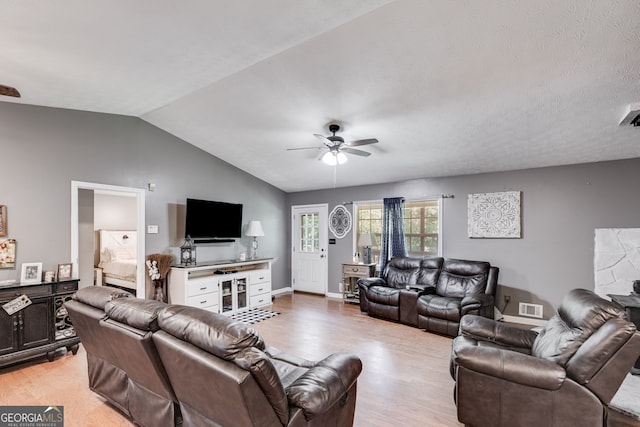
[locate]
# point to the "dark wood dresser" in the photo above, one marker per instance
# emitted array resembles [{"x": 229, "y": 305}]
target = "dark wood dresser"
[{"x": 38, "y": 329}]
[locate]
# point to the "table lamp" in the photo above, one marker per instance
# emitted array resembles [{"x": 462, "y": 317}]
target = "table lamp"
[{"x": 254, "y": 229}]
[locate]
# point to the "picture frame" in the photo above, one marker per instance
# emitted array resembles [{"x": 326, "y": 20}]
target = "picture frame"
[
  {"x": 7, "y": 253},
  {"x": 3, "y": 220},
  {"x": 31, "y": 272},
  {"x": 494, "y": 215},
  {"x": 65, "y": 271}
]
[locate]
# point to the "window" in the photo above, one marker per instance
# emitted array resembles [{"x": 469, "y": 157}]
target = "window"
[
  {"x": 309, "y": 232},
  {"x": 421, "y": 226}
]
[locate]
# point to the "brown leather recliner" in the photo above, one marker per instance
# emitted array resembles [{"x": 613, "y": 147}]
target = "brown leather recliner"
[
  {"x": 123, "y": 364},
  {"x": 431, "y": 293},
  {"x": 154, "y": 361},
  {"x": 564, "y": 375},
  {"x": 463, "y": 287},
  {"x": 224, "y": 375}
]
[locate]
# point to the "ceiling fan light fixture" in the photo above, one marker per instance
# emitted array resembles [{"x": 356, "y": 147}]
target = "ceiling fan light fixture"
[{"x": 333, "y": 158}]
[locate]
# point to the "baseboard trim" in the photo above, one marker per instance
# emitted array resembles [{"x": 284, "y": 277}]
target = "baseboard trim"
[
  {"x": 333, "y": 295},
  {"x": 281, "y": 291},
  {"x": 524, "y": 320}
]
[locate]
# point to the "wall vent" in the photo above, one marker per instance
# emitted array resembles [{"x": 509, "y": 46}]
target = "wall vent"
[
  {"x": 531, "y": 310},
  {"x": 631, "y": 116}
]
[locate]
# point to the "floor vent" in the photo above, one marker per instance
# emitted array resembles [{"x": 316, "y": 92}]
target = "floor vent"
[{"x": 531, "y": 310}]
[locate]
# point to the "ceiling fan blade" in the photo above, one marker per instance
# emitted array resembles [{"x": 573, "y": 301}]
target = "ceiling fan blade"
[
  {"x": 305, "y": 148},
  {"x": 361, "y": 142},
  {"x": 326, "y": 141},
  {"x": 356, "y": 152},
  {"x": 9, "y": 91}
]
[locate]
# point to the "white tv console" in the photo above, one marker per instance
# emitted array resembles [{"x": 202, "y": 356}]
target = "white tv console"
[{"x": 222, "y": 286}]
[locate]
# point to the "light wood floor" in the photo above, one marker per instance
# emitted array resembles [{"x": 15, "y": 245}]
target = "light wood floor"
[{"x": 405, "y": 379}]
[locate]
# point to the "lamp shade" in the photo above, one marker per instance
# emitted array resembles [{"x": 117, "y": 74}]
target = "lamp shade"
[
  {"x": 254, "y": 229},
  {"x": 366, "y": 239}
]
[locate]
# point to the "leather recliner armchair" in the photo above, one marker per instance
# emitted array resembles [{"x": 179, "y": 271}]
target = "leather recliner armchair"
[
  {"x": 165, "y": 365},
  {"x": 431, "y": 293},
  {"x": 224, "y": 375},
  {"x": 123, "y": 365},
  {"x": 564, "y": 375},
  {"x": 463, "y": 287}
]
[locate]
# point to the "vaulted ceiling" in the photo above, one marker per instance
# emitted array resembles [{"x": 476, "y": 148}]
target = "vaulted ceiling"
[{"x": 447, "y": 87}]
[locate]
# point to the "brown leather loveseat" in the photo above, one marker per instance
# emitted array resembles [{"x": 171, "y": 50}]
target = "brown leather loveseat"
[
  {"x": 431, "y": 293},
  {"x": 203, "y": 369},
  {"x": 563, "y": 375}
]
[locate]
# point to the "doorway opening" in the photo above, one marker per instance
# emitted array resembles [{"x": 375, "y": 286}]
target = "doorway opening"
[{"x": 83, "y": 233}]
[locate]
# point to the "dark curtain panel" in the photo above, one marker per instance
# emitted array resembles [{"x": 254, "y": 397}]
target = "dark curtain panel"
[{"x": 392, "y": 231}]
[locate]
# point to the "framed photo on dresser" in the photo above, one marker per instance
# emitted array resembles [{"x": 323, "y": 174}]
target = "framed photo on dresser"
[
  {"x": 3, "y": 220},
  {"x": 65, "y": 271}
]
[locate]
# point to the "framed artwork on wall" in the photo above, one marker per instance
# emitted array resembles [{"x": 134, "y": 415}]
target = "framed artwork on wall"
[
  {"x": 3, "y": 220},
  {"x": 494, "y": 215},
  {"x": 340, "y": 221},
  {"x": 8, "y": 253},
  {"x": 65, "y": 271},
  {"x": 31, "y": 272}
]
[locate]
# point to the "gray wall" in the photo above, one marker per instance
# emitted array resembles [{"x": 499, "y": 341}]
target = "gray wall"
[
  {"x": 561, "y": 208},
  {"x": 43, "y": 149}
]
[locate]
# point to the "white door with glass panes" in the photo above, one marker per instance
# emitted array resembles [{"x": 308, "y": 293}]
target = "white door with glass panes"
[{"x": 309, "y": 248}]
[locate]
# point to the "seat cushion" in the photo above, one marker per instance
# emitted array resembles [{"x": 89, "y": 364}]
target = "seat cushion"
[
  {"x": 384, "y": 295},
  {"x": 462, "y": 278},
  {"x": 439, "y": 307}
]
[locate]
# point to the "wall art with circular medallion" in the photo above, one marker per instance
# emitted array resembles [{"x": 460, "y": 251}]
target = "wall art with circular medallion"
[{"x": 340, "y": 221}]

§ Exercise prompt
The entries above should be reproduced exactly, without their pictures.

§ Reply to the exercise
[locate]
# point to the "dark wood dresser" in the photo above, one marker per instance
# emitted array resembles [{"x": 229, "y": 305}]
target = "dark wood dresser"
[{"x": 38, "y": 329}]
[locate]
# point to the "table lamp" in the photo above, one marker per instance
# emitted array resembles [{"x": 462, "y": 317}]
target = "table lamp"
[{"x": 254, "y": 229}]
[locate]
# point to the "picture frame" in the photo above, one marker per instance
# emitted array resembles [{"x": 326, "y": 20}]
target = "picture frame"
[
  {"x": 7, "y": 253},
  {"x": 3, "y": 220},
  {"x": 31, "y": 272},
  {"x": 494, "y": 215},
  {"x": 65, "y": 271}
]
[locate]
# point to the "window" in the photo above, one marker per instance
# emitted array resembles [{"x": 469, "y": 157}]
target = "window"
[
  {"x": 309, "y": 232},
  {"x": 421, "y": 226}
]
[locate]
# point to the "brown leather recliner" in the photo above, one marker per instance
# emitted array resembles [{"x": 613, "y": 147}]
target = "brown leather recliner"
[
  {"x": 123, "y": 364},
  {"x": 431, "y": 293},
  {"x": 154, "y": 361},
  {"x": 564, "y": 375},
  {"x": 463, "y": 287},
  {"x": 224, "y": 375}
]
[locate]
# point to the "ceiling fan light fixture" in the photo above, one marker per instance
# emitted array resembles [{"x": 356, "y": 147}]
target = "ceiling fan light fixture"
[{"x": 333, "y": 158}]
[locate]
# point to the "baseboard trim" in the photo above, one marker per instance
# emitted array resembles [{"x": 284, "y": 277}]
target = "baseboard trim"
[
  {"x": 333, "y": 295},
  {"x": 281, "y": 291},
  {"x": 524, "y": 320}
]
[locate]
# point to the "wall vent" in the photo above, one marker per instance
# emitted array resembles [{"x": 509, "y": 46}]
target = "wall vent"
[
  {"x": 531, "y": 310},
  {"x": 631, "y": 116}
]
[locate]
# point to the "floor vent" in the photo above, one marker per instance
# emitted array resembles [{"x": 316, "y": 92}]
target = "floor vent"
[{"x": 531, "y": 310}]
[locate]
# point to the "ceiling fan blade" in the photo above, one marker per instance
# emitted array resembles [{"x": 573, "y": 301}]
target = "ceiling fan blade"
[
  {"x": 305, "y": 148},
  {"x": 361, "y": 142},
  {"x": 326, "y": 141},
  {"x": 356, "y": 152},
  {"x": 9, "y": 91}
]
[locate]
# point to the "white tv console" in the photo above, one marker per instance
# emitted array resembles [{"x": 202, "y": 356}]
target = "white tv console"
[{"x": 222, "y": 286}]
[locate]
# point to the "light wood floor" in the photo above, one marker per instance
# emitted array resembles [{"x": 15, "y": 245}]
target = "light wood floor"
[{"x": 405, "y": 379}]
[locate]
# point to the "lamp shade" in the photo above, one marker per instance
# emitted array resembles [{"x": 117, "y": 74}]
target = "lamp shade"
[
  {"x": 254, "y": 229},
  {"x": 366, "y": 239}
]
[locate]
# point to the "leather recliner armchair" in the photo above, one marker per instance
# emitted array resembles [{"x": 179, "y": 271}]
target = "leather recliner armchair"
[
  {"x": 165, "y": 365},
  {"x": 431, "y": 293},
  {"x": 224, "y": 375},
  {"x": 123, "y": 365},
  {"x": 564, "y": 375},
  {"x": 463, "y": 287}
]
[locate]
# point to the "vaulted ceiling" in the photo above, one marker per instance
# emitted array resembles [{"x": 476, "y": 148}]
target = "vaulted ceiling"
[{"x": 447, "y": 87}]
[locate]
# point to the "brown leather loveseat" in the photo above, one marker per instance
# emitted array resembles [{"x": 171, "y": 50}]
target = "brown leather loveseat"
[
  {"x": 431, "y": 293},
  {"x": 203, "y": 369},
  {"x": 563, "y": 375}
]
[locate]
# point to the "doorway opening" in the photo above, one marker per instance
# emitted array resembles [{"x": 375, "y": 286}]
target = "doorway opening"
[{"x": 83, "y": 233}]
[locate]
# point to the "dark curtain panel" in the photo above, one marker per instance
# emitted array resembles [{"x": 254, "y": 397}]
target = "dark curtain panel"
[{"x": 392, "y": 231}]
[locate]
# point to the "framed photo on dresser" in the photo above, one marker per instance
# emitted array resembles [{"x": 323, "y": 174}]
target = "framed photo on dresser"
[
  {"x": 3, "y": 220},
  {"x": 65, "y": 271}
]
[locate]
# point to the "framed artwork on wall" in the photo above, one marker per instance
# emitted array resembles [{"x": 134, "y": 415}]
target = "framed artwork on wall"
[
  {"x": 3, "y": 220},
  {"x": 494, "y": 215},
  {"x": 340, "y": 221},
  {"x": 8, "y": 253},
  {"x": 65, "y": 271},
  {"x": 31, "y": 272}
]
[locate]
# point to the "gray wall" in the photo above, one marker per instance
# emitted array resembles [{"x": 499, "y": 341}]
target = "gray wall"
[
  {"x": 561, "y": 208},
  {"x": 43, "y": 149}
]
[locate]
# point to the "white door with glass panes" in the photo above, one marker per instance
# emitted array resembles [{"x": 308, "y": 293}]
target = "white door with glass panes"
[{"x": 309, "y": 248}]
[locate]
# point to the "seat cushion" in the photo above, one marker per instance
# emitted array resembles [{"x": 89, "y": 364}]
target = "seat cushion"
[
  {"x": 384, "y": 295},
  {"x": 462, "y": 278},
  {"x": 439, "y": 307}
]
[locate]
# point to the "wall art with circular medallion" in the photo above, one marker per instance
# emitted array resembles [{"x": 460, "y": 251}]
target = "wall art with circular medallion"
[{"x": 340, "y": 221}]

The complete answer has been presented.